▶ **Listed entries**
════════════════════
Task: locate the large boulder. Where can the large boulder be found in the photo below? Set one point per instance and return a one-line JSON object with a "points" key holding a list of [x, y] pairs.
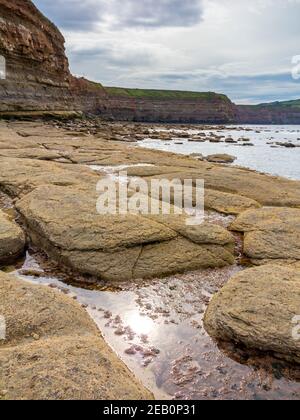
{"points": [[64, 222], [54, 351], [12, 239], [258, 308], [270, 233]]}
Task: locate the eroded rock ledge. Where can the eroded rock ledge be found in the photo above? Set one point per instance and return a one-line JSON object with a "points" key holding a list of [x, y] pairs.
{"points": [[257, 309], [53, 350]]}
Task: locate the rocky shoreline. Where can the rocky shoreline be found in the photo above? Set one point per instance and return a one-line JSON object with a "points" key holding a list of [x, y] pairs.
{"points": [[48, 171]]}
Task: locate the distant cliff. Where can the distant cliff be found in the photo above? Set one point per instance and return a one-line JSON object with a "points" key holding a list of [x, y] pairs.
{"points": [[273, 113], [37, 69], [170, 106], [38, 79]]}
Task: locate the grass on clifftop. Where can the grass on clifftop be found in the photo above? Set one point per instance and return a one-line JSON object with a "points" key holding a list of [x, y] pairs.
{"points": [[163, 94]]}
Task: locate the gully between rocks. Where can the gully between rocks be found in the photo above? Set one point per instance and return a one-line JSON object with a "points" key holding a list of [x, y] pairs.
{"points": [[156, 328]]}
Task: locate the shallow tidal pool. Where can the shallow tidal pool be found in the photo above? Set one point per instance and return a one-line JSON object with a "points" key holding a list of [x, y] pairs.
{"points": [[156, 328]]}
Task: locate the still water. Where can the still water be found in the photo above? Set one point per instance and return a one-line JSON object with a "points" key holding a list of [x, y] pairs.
{"points": [[265, 156]]}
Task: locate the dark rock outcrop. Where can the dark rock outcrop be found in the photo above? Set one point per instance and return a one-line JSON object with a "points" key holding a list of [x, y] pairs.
{"points": [[38, 80], [37, 69]]}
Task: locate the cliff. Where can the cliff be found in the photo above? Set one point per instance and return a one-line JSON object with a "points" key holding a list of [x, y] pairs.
{"points": [[170, 106], [37, 69], [273, 113], [38, 80]]}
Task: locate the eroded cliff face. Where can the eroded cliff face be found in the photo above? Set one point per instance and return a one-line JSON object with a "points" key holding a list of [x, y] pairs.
{"points": [[37, 69], [38, 79], [212, 110]]}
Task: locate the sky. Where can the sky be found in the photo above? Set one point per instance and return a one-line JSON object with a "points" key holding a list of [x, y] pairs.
{"points": [[249, 50]]}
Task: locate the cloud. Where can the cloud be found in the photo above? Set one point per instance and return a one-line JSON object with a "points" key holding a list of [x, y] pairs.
{"points": [[86, 14], [237, 47]]}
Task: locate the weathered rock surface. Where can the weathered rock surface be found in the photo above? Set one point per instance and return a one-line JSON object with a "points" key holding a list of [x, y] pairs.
{"points": [[64, 222], [54, 351], [270, 233], [257, 309], [12, 239]]}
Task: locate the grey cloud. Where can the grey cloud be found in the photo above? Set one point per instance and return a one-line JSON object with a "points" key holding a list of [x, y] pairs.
{"points": [[157, 13], [85, 14], [72, 14]]}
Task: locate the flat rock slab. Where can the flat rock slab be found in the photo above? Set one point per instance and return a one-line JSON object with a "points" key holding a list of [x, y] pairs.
{"points": [[54, 351], [12, 239], [270, 233], [64, 222], [257, 308]]}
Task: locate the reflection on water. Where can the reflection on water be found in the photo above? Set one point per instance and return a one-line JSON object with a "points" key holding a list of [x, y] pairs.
{"points": [[266, 156], [156, 328]]}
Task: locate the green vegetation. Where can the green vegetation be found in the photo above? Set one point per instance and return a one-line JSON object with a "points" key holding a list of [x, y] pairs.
{"points": [[163, 94]]}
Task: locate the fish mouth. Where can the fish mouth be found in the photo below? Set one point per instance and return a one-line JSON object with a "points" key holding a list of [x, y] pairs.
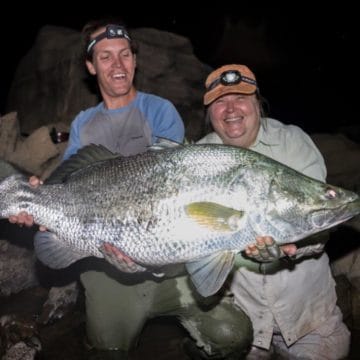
════════════════════
▶ **Instructions to follow**
Show each line of the items above that contains the word "water".

▶ **Correct response**
Task: locate the still water. Where can the still water be found in the photo above? Set one point per instance and return a one-line JSON object with a "points" key holding a list of [x, y] pairs.
Task: locate the reflection on water. Where can the reflection on water be found in the photo above? Set one point per instance and return a one-line JSON object with a "points" key holding a list of [x, y] pairs.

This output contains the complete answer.